> [What you should do] Please swap "bounding region" for "bounding box" throughout the items below and give them again with everything else unchanged. Leave the pictures out.

--- start of Provided data ---

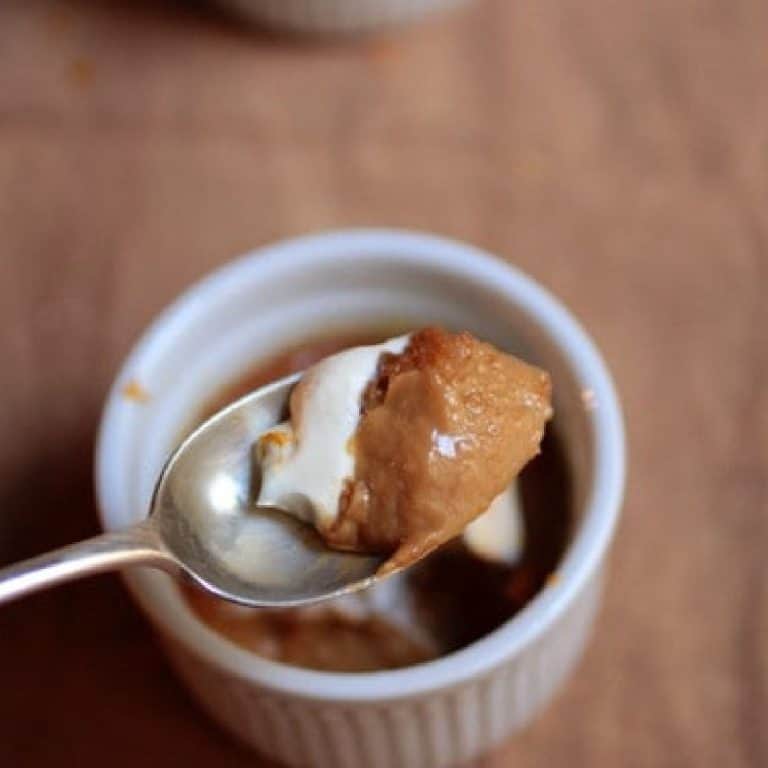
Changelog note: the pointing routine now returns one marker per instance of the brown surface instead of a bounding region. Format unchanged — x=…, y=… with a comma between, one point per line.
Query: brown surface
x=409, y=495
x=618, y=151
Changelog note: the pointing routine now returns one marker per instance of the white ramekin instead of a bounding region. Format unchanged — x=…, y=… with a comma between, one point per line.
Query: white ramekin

--- end of Provided data ---

> [Answer]
Changelog note: the pointing routine now returns one marker per instance of the brown surface instead of a bounding box. Format unchanged — x=…, y=… with a comma between, one point per line.
Query: brown surface
x=409, y=495
x=618, y=151
Changelog note: the pointing routine now returns one marker per instance of the white ramekin instead of a bounding box. Format unchanged — x=…, y=… with a comma between, one point per line.
Query: white ramekin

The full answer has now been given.